*** GIVEN ENTRIES Section Begins ***

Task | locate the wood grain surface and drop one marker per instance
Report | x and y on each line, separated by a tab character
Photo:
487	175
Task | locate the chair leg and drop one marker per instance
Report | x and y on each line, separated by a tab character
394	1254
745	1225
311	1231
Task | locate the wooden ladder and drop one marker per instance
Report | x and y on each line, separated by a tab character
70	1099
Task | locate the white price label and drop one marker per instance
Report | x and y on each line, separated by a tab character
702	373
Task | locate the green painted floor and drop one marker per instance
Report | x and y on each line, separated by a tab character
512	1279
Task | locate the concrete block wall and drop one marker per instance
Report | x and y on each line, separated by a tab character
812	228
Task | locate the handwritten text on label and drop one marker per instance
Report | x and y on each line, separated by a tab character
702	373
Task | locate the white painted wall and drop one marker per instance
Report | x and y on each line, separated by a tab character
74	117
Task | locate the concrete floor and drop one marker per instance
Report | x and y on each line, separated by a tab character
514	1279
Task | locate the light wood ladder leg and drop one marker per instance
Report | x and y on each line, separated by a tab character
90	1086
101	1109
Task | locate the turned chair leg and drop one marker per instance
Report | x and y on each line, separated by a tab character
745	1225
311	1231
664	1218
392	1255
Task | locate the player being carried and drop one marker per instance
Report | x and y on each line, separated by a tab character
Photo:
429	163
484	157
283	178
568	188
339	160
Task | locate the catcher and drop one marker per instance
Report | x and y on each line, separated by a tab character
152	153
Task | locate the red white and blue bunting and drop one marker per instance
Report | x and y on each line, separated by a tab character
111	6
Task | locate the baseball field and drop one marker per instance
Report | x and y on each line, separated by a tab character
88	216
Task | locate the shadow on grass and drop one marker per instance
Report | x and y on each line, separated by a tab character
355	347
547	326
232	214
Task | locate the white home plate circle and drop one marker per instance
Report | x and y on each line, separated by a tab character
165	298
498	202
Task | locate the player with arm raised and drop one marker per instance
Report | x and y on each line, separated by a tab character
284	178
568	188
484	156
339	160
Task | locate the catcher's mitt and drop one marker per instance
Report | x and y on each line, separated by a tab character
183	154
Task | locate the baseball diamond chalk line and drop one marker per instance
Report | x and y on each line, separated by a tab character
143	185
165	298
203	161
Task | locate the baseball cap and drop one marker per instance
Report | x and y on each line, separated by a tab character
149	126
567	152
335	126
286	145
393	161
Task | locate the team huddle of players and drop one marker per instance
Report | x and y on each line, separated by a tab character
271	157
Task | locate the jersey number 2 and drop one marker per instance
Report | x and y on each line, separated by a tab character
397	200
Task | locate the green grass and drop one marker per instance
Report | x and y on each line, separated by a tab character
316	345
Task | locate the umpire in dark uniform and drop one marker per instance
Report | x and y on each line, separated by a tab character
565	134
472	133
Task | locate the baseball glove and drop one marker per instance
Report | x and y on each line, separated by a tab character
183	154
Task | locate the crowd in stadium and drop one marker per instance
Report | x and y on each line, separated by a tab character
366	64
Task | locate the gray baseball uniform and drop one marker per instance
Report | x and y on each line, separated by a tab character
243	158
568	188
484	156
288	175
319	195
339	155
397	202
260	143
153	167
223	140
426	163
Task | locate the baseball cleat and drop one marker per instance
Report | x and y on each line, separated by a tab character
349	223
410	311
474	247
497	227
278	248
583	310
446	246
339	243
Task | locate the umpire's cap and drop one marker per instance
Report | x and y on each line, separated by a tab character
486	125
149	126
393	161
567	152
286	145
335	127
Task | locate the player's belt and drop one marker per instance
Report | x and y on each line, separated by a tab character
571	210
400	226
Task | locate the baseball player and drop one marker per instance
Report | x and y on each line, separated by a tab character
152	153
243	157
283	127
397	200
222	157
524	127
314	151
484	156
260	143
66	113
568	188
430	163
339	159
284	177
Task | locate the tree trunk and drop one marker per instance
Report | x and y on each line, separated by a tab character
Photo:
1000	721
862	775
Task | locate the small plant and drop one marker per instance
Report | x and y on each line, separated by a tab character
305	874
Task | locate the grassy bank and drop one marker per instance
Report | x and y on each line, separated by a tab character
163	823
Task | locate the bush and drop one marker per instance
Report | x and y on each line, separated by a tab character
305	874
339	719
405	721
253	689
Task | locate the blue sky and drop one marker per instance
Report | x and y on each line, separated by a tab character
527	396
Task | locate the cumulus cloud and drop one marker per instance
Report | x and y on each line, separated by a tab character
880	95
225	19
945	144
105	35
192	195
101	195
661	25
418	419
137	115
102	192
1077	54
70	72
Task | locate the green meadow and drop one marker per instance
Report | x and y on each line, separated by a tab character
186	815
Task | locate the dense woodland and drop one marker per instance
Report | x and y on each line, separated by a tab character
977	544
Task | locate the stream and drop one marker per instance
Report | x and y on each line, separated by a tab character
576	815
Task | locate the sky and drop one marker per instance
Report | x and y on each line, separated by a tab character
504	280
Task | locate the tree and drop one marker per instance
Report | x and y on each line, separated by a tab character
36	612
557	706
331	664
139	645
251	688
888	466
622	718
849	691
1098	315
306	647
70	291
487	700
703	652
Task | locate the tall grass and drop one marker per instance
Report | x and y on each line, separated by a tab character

*** GIVEN ENTRIES Section Ends ***

• _EXERCISE PROMPT_
Repeat the data word for word.

• _REPLY_
Task | locate the wood grain surface and drop one marker per instance
Report | x and y on each line, separated by a tab character
Photo:
487	175
Task | locate the chair leg and drop one marker per instance
Report | x and y on each line, separated by a tab character
394	1254
745	1225
311	1231
Task | locate the wooden ladder and drop one marker per instance
Report | x and y on each line, separated by a tab character
70	1099
Task | locate the white price label and drop one marker per instance
Report | x and y on each line, separated by a tab character
702	373
Task | locate the green painted floor and drop one marker per instance
Report | x and y on each line, separated by a tab character
512	1279
Task | locate the concrete block wall and drop one marker per instance
Report | x and y on each line, separated by a tab character
812	228
Task | locate the handwritten text on label and drop one marker per instance
Report | x and y on each line, separated by a tab character
702	373
Task | locate the white painted wall and drop one marker per instance
Report | x and y on each line, separated by a tab character
74	117
Task | locate the concrete floor and drop one marker per instance
Report | x and y on each line, separated by a tab character
514	1279
Task | locate the light wood ladder leg and drop one marker per instance
Report | x and y on each line, separated by a tab character
90	1086
101	1109
Task | locate the turned chair leg and drop one marker per instance
Report | x and y on each line, separated by a tab character
745	1225
311	1231
664	1218
392	1255
Task | locate the player being carried and drop one marker per instance
Report | x and y on each line, separated by a tab character
Photo:
429	163
484	157
283	178
568	188
339	160
Task | locate the catcher and drop one marker per instance
Report | x and y on each line, separated by a tab character
152	153
Task | locate the red white and blue bunting and drop one marker per instance
Report | x and y on each line, separated by a tab character
111	6
Task | locate the baseball field and drop one marker per instance
Report | x and y on each line, separated by a tab character
88	216
Task | locate the shadow on grass and drop one marker per instance
Report | x and y on each line, separated by a tab character
355	347
547	326
232	214
Task | locate the white home plate circle and drop one marker per instance
Report | x and y on each line, separated by a tab character
165	298
498	202
Task | locate the player with arm raised and drop one marker per instance
Report | x and y on each line, separated by a tab character
284	178
568	188
484	156
339	160
Task | locate the catcher's mitt and drop one marker per instance
Report | x and y on each line, separated by a tab character
183	154
Task | locate the baseball diamond chalk line and drop one marker per instance
Report | x and y on each line, separated by a tab character
143	185
165	298
203	161
Task | locate the baseball cap and drop one marker per instance
Report | x and y on each line, separated by a tab character
149	126
567	152
335	126
286	145
393	161
Task | locate the team huddle of players and drop one marker per instance
Report | x and y on each line, separated by a tab character
271	157
Task | locate the jersey number 2 and drop one marker per instance
Report | x and y on each line, separated by a tab character
397	200
Task | locate the green grass and drop one marker per instance
Report | x and y on each line, separated by a tab character
316	345
Task | locate the umpire in dark uniform and drop one marker per instance
Report | x and y on each line, separated by a tab character
565	134
472	133
Task | locate the baseball glove and drop one marker per instance
Report | x and y on each line, separated by a tab character
183	154
Task | locate the crowd in stadium and drop one marker per instance
Report | x and y on each line, separated by a tab character
366	64
Task | locate the gray baseball uniform and drop one marker per instance
Report | x and y on each line, separated by a tab character
243	158
568	188
484	156
288	175
319	195
339	155
397	202
260	143
153	167
223	140
426	163
Task | locate the baseball cleat and drop one marker per instance
Report | x and y on each line, separated by a tab character
349	223
410	311
474	247
497	227
278	248
583	310
446	246
339	243
Task | locate the umpire's cap and drop one marker per instance
Report | x and y on each line, separated by a tab character
486	125
149	126
393	161
567	152
286	145
335	127
Task | locate the player's belt and drop one marker per instance
Report | x and y on each line, separated by a tab character
571	210
400	226
Task | locate the baseball player and drop one marker per instance
Report | x and y on each line, separated by a tab character
152	153
243	157
283	127
397	200
222	157
524	127
314	151
484	156
260	143
66	113
568	188
430	163
339	159
284	177
Task | locate the tree trunk and drop one marker per instance
Report | x and y on each line, separated by a tab character
Photo:
1000	721
862	775
Task | locate the small plant and drop one marker per instance
Report | x and y on each line, separated by a tab character
305	874
Task | locate the grassy bank and drop one marker per instance
Report | x and y on each line, separated by a tab character
163	823
Task | locate the bush and drop one marker per instance
Report | x and y on each line, separated by a tab character
305	874
339	719
405	721
253	689
Task | locate the blue sky and drop one marker per instance
Report | x and y on each line, separated by a tab character
527	396
Task | locate the cumulus cloud and drop one marker per instance
Report | x and y on each line, separated by a tab character
880	95
225	19
945	144
105	35
192	195
101	195
661	25
418	419
137	115
102	192
1077	54
70	72
Task | locate the green meadow and drop one marker per instance
Report | x and y on each line, separated by a tab character
186	815
Task | locate the dense woodland and drop one marker per instance
Report | x and y on each line, separated by a tab character
977	544
Task | locate the stream and drop one marker per instance
Report | x and y on each line, separated by a tab character
576	815
Task | locate the sky and drop one marker per instance
Report | x and y on each line, separated by a tab character
504	280
Task | locate the tree and drop one marker per instance
Report | x and y on each line, separated by a tab character
36	612
557	706
331	664
139	645
251	688
888	466
622	718
849	691
1098	315
306	647
70	291
487	700
703	652
Task | locate the tall grass and drop one marker per instance
Report | x and y on each line, separated by a tab character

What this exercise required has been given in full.